#### Page extract ####

[Date Prev][Date Next][Thread Prev][Thread Next][Date Index][Thread Index]

Re: [hobbit] RC client release bug?





Henrik Stoerner wrote:
On Thu, Jul 13, 2006 at 07:09:11PM +0000, David Gore wrote:
We have seen this with recent snapshots and the latest release candidate client. logfetch hangs which causes the client to hang and go purple for all the tests. It can be resolved by killing logfetch and deleting all the entries in ~/client/tmp. We could try to be more surgical on the deleting of files. This has happened on two very independent hosts running Solaris 8, one being a SunFire 880 and another being an E4500/E5500.

Suggestions? It can run for many days before hanging.

That's obviously interesting.

When it hangs, is it just dead ? Or is it hogging the cpu (as it would
do if it were in a tight loop somewhere in the code) ?

CPU hogging, yes.

####

| Objective a |
Find each line in the records containing the string "long" and copy those lines out.
The records that come next are unrelated to the mailing-list thread about the hanging logfetch.

#### Material ####

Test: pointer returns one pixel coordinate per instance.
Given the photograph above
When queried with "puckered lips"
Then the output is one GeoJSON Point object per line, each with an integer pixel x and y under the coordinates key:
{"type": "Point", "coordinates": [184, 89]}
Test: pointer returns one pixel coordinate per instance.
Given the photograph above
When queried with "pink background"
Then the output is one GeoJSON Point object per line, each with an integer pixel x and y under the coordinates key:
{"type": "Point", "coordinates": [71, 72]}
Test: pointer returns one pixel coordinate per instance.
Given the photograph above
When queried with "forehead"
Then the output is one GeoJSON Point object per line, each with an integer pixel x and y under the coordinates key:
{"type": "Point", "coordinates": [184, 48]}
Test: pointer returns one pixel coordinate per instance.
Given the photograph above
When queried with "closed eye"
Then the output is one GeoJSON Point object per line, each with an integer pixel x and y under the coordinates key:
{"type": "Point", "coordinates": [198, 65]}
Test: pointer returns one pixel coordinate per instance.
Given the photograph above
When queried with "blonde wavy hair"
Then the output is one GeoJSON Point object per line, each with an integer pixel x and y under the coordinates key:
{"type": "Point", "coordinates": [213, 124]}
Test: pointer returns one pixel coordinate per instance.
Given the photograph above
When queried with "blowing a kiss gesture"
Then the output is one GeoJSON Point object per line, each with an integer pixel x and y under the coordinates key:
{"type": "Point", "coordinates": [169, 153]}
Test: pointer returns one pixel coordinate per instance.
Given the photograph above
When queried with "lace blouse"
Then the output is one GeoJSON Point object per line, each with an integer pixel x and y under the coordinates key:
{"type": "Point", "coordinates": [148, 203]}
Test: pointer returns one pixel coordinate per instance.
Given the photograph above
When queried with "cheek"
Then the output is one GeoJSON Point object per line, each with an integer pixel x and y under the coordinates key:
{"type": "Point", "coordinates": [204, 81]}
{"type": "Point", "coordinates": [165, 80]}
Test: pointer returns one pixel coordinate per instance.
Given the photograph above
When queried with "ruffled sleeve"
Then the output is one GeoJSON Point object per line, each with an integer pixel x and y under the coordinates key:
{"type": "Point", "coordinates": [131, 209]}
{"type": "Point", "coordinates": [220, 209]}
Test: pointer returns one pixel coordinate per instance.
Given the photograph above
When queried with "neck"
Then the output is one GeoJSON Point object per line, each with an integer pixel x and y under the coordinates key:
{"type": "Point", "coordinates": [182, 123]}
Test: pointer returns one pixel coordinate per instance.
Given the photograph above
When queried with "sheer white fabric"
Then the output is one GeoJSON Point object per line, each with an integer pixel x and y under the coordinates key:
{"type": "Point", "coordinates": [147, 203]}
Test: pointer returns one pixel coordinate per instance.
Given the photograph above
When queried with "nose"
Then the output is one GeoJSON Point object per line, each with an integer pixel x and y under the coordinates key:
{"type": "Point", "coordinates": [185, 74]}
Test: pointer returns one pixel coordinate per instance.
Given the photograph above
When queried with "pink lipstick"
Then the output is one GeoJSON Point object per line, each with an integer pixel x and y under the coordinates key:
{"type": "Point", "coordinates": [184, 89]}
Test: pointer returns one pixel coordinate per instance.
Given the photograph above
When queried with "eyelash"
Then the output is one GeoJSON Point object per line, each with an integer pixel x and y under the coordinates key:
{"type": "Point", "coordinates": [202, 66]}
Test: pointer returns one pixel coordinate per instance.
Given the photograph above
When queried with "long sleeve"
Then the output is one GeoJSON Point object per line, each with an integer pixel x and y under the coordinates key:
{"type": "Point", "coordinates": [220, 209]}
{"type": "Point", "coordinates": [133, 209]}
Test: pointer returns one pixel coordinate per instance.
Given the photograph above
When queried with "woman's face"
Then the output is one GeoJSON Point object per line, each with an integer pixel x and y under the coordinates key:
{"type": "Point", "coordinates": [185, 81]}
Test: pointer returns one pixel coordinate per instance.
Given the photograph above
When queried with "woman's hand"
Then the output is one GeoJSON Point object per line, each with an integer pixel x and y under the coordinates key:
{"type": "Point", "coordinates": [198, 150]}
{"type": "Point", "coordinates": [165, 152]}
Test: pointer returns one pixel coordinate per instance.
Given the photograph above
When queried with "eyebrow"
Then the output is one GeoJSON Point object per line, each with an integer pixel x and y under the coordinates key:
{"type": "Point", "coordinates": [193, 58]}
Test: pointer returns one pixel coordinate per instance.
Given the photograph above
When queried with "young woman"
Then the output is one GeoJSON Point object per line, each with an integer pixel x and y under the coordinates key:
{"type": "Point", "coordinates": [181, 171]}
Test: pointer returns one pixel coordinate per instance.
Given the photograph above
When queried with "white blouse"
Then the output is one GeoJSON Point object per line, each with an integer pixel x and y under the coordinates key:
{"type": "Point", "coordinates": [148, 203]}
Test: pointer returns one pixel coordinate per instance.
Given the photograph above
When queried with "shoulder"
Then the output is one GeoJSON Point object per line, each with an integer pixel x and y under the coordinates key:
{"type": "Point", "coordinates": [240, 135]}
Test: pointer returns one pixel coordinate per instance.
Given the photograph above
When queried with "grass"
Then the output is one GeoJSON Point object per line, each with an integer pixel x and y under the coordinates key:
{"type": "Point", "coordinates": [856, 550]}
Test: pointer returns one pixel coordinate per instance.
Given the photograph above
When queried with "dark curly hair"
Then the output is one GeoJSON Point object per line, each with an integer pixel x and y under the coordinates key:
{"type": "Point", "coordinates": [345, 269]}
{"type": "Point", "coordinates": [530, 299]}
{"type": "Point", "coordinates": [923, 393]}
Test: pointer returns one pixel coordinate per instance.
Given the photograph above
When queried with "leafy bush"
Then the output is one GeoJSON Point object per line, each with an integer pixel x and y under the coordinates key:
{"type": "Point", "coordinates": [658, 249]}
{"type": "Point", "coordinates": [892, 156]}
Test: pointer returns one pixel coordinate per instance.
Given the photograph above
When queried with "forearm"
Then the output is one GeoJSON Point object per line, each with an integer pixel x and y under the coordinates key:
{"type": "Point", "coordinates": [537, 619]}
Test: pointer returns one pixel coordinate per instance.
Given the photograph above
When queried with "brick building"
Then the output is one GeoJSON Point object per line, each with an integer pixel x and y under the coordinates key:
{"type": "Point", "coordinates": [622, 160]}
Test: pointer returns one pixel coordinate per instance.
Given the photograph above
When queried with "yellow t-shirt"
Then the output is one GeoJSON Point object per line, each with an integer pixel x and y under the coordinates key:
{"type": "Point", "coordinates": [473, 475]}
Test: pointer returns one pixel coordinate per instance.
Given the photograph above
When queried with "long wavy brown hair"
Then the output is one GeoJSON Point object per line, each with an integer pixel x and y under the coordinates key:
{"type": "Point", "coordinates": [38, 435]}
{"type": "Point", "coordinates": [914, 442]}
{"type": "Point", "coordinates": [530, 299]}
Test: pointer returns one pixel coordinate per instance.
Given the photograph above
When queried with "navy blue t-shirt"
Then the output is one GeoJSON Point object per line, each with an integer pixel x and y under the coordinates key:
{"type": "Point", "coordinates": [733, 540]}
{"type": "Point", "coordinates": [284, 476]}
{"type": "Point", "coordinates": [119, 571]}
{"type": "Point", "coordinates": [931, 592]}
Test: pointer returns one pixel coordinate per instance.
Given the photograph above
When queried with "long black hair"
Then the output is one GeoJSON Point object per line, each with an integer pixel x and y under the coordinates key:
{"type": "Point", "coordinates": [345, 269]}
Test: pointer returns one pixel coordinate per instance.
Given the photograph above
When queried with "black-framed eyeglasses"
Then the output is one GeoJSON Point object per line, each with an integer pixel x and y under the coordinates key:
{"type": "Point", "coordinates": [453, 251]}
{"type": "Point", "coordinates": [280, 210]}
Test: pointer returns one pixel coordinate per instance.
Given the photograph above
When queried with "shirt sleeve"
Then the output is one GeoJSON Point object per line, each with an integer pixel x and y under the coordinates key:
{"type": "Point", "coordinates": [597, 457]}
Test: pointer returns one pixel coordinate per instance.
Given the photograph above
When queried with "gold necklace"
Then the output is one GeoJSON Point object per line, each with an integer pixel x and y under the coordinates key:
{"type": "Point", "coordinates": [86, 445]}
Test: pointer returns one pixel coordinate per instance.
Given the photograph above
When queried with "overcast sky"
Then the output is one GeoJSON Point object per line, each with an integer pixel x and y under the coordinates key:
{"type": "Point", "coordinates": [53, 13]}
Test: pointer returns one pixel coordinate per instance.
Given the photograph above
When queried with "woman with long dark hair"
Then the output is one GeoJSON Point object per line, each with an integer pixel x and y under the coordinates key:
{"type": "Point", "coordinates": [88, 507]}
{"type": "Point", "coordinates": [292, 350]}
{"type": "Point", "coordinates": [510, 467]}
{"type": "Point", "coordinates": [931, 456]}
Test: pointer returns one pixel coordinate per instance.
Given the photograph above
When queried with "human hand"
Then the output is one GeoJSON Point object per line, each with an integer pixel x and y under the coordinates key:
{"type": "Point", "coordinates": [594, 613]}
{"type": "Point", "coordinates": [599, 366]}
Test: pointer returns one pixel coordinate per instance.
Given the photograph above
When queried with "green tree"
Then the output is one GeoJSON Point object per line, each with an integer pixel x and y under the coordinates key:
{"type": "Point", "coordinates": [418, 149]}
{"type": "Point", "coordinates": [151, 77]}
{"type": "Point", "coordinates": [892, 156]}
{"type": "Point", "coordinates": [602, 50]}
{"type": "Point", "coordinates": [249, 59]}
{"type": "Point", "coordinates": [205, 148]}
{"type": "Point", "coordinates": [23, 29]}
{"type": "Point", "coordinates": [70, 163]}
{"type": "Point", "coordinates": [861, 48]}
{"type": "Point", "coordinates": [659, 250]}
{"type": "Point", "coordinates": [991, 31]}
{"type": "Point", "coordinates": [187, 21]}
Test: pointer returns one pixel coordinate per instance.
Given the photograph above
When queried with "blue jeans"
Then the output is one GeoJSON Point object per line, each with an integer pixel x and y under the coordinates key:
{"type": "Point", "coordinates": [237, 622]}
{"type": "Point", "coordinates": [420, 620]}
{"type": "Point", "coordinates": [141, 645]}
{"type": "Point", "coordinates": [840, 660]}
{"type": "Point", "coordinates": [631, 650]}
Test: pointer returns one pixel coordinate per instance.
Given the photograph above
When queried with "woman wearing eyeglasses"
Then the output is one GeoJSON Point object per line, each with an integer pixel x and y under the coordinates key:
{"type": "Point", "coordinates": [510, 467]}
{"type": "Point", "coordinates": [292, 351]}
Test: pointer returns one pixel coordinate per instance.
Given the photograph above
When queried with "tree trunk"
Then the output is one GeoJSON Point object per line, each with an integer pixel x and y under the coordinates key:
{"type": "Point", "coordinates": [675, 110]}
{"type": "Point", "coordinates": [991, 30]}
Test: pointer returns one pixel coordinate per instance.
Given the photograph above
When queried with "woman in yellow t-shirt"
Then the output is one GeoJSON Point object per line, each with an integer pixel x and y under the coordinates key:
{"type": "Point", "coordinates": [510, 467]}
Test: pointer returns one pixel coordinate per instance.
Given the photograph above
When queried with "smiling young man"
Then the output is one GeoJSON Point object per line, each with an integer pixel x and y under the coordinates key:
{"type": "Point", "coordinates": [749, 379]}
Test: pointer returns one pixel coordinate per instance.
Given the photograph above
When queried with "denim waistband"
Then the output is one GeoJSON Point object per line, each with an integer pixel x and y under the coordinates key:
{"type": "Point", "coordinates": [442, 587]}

####

| Objective b |
Go on with the mailing-list thread about the hanging logfetch client, picking up after its final reply.

| Written reply a |
When queried with "long sleeve"
When queried with "long wavy brown hair"
When queried with "long black hair"
When queried with "woman with long dark hair"

| Written reply b |
The hosts you monitor where this happens ... what kind of entries in client-local.cfg do you have for them ? Any "dir" entries, for instance?
Those do run an external program (du), which is always something that
is harder to control.


No "dir" entries, just "file" and "log".
When it happens again, could you please try and kill it with a "kill -ABRT <logfetchPID>" ? That should cause it to dump core,
and it will be much easier to see where it hangs with a core
dump. Once you have the core dump, running it through gdb as described
in the Help->Known Problems->How to report bugs will give me much
more to work on.



Might take a few days, but we will certainly do that and see what it shows. As always thank you for the hard work!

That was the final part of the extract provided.